Pictures in the records below must be left out. Return exactly the lines from the line with "vegetation, one point per instance." to the line with "nose, one point per instance.", both included.

[[ Input, beginning ]]

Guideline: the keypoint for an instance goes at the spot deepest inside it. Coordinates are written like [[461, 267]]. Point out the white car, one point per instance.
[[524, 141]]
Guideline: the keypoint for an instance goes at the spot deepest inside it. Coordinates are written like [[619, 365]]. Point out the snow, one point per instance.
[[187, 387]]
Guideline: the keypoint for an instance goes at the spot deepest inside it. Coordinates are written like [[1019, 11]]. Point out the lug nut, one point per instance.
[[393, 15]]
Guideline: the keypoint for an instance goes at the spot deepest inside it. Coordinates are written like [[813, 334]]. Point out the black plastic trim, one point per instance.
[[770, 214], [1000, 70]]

[[ Input, end ]]
[[ Input, beginning ]]

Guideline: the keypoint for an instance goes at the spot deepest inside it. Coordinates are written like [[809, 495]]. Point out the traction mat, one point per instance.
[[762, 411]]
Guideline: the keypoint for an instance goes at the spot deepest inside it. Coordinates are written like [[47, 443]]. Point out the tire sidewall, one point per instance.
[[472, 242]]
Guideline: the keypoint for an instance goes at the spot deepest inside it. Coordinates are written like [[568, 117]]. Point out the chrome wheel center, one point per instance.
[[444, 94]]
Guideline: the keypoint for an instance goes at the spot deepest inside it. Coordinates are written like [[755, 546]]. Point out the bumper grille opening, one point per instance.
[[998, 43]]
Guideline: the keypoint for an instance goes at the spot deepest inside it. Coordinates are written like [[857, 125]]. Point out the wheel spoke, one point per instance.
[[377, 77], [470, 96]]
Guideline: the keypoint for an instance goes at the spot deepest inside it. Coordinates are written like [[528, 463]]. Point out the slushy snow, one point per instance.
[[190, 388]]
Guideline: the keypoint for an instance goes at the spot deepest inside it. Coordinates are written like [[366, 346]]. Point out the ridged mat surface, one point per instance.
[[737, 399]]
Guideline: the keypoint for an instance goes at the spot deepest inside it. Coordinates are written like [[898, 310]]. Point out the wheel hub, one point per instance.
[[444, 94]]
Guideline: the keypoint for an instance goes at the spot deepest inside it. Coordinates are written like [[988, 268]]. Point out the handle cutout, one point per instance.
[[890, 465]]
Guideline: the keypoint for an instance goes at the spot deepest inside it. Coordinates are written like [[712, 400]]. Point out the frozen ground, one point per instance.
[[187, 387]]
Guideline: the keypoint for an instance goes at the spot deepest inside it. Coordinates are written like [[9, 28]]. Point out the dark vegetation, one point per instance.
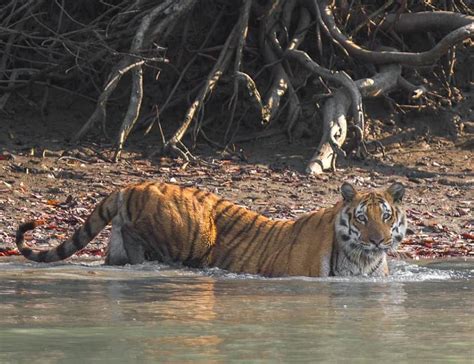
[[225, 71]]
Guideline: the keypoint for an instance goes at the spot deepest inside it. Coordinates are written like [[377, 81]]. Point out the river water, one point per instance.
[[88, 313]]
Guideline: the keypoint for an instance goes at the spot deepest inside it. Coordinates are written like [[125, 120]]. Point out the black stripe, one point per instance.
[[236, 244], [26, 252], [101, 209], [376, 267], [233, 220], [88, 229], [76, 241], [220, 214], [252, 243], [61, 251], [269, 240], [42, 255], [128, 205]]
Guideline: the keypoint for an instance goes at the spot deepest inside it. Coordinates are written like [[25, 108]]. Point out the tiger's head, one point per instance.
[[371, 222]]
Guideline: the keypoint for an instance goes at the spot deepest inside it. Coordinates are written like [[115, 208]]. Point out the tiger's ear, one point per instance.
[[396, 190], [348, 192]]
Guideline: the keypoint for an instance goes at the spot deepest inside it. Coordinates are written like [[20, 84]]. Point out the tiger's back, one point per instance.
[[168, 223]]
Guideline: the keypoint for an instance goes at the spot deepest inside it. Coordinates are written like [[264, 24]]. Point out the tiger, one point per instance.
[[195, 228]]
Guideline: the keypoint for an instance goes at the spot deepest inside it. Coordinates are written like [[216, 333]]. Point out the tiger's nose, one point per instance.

[[ Input, end ]]
[[ Input, beginning ]]

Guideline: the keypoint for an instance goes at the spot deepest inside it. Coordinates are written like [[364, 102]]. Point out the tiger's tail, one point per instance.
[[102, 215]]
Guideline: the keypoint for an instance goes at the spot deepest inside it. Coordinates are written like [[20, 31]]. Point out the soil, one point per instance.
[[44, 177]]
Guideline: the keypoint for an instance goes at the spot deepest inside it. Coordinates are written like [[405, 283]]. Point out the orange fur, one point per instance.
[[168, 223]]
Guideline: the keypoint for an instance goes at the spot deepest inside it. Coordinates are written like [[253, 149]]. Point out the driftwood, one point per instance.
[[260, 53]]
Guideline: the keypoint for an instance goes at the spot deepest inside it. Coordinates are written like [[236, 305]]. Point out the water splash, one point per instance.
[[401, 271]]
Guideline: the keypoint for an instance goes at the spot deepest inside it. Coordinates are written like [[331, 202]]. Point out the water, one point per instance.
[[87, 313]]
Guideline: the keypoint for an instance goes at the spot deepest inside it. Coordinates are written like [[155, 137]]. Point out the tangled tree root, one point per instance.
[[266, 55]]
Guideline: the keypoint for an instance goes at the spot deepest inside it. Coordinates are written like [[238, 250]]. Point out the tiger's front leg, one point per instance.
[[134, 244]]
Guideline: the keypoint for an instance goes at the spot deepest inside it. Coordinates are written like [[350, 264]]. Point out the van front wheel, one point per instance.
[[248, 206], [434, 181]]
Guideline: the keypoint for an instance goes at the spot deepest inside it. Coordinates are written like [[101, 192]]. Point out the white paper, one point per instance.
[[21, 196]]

[[ Input, end ]]

§ **Answer to this exercise**
Guideline: the keypoint for an instance goes at the spot deepest inside it. Coordinates are written like [[9, 28]]. Point out the dark vegetation, one point per instance.
[[225, 71]]
Guideline: the keypoint for an instance goes at the spot deepest inside it. Coordinates are written like [[377, 81]]. Point out the river water, one point per instance.
[[88, 313]]
Guideline: the keypoint for an instance goes at the spot deepest inside it. Coordinates are written like [[125, 120]]. Point out the black stripe, one point per instance.
[[236, 244], [26, 252], [101, 209], [376, 267], [233, 220], [88, 229], [76, 241], [220, 214], [252, 243], [61, 251], [269, 240], [42, 255], [128, 205]]
Guideline: the keypoint for an instance goes at the spot deepest inside it. Coordinates are written like [[25, 108]]. Point out the tiger's head, one point per instance.
[[371, 222]]
Guideline: the keypoint for an instance goes at the spot deepest inside it. Coordinates are written like [[115, 208]]. Point out the tiger's ear, one point per instance.
[[396, 190], [348, 192]]
Guideline: the keypoint for an instance goes at the spot deepest inside it. Coordinates are written like [[20, 84]]. Point out the tiger's back, one point per instance.
[[168, 223]]
Guideline: the keypoint for an instance goes at the spot deepest inside it. Coordinates are written like [[264, 24]]. Point out the tiger, one point per instance.
[[195, 228]]
Guideline: the keypoint for an instance goes at the spot deepest inside it. Coordinates are written like [[216, 333]]. Point out the tiger's nose, one point per instance.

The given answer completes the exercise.